### PROBLEM STATEMENT
Reproduce the entries below, swapping every occurrence of "put a marker on" for "place a dot on" and leaving everything else untouched.

Saved entries:
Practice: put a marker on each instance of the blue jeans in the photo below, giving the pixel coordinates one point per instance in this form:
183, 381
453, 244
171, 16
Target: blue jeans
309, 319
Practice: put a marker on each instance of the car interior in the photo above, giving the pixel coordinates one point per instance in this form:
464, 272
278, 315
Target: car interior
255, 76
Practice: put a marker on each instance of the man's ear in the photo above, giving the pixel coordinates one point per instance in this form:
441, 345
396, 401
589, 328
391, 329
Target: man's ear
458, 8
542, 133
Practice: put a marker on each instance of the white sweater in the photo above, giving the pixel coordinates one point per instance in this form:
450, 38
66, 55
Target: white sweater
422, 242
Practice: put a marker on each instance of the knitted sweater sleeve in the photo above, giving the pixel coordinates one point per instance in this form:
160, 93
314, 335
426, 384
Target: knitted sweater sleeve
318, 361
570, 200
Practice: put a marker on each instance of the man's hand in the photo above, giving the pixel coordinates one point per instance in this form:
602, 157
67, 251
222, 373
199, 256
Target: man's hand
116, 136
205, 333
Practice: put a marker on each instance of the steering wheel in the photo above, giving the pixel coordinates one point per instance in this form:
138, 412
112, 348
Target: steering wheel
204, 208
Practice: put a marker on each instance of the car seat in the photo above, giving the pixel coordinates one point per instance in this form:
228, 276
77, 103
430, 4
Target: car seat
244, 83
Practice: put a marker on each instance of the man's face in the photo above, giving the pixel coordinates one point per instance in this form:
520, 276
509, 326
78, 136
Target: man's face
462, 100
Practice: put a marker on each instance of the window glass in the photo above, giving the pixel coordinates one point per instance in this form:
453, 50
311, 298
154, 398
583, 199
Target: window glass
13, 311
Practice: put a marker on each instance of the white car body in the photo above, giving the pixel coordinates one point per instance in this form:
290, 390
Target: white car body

### THE ANSWER
Practice: place a dot on each instance of the blue jeans in the photo below, giving the pixel coordinates one point per instance in this form:
183, 381
453, 244
171, 16
Target: blue jeans
309, 319
Practice: place a dot on each instance of the car interior in the photo above, giving the pixel coordinates one point per instance in this form:
464, 272
278, 315
Target: car interior
255, 76
Practice: place a dot on each instance of the man's ear in the photo above, giving the pixel coordinates one point per instance in this form:
441, 345
396, 401
589, 328
391, 329
Target: man's ear
458, 8
542, 133
Practice: place a dot on each instance of the white sweater in the photo above, giving the pixel coordinates one point per instance in this form:
450, 38
66, 55
Target: white sweater
422, 242
Practice: place a dot on each instance of the knitted sweater sleeve in the photo above, giving the pixel coordinates one point per instance in this form:
160, 93
314, 335
426, 384
Target: knitted sweater sleeve
318, 361
570, 200
Practice: place a dot on each instance of the man's hand in the photo above, giving the pixel coordinates one point per instance in this form:
602, 157
67, 251
222, 373
199, 256
Target: man's hand
116, 136
205, 333
Practice: place a dot on each instance of the steering wheel in the photo above, giving the pixel coordinates one point per instance in this form:
138, 412
112, 348
Target: steering wheel
204, 208
Practice: place a dot on each instance of the car seat in the photo above, giving the pixel coordinates one point per instance in this form:
228, 276
77, 103
430, 4
Target: car seat
244, 83
Practice: place a dot on each instance of the man's face in the photo above, giving the pixel coordinates one point per instance in this form:
520, 276
509, 326
78, 136
Target: man's face
462, 100
Practice: place a dot on each instance of the window glass in the photo above, giving the pixel coordinates one point per instance in this form:
453, 50
311, 298
154, 398
583, 199
Target: window glass
13, 311
Practice: place a dot on each instance of the white car body in the photo above, giving the pixel coordinates one point per instance in this form:
290, 390
Target: white car body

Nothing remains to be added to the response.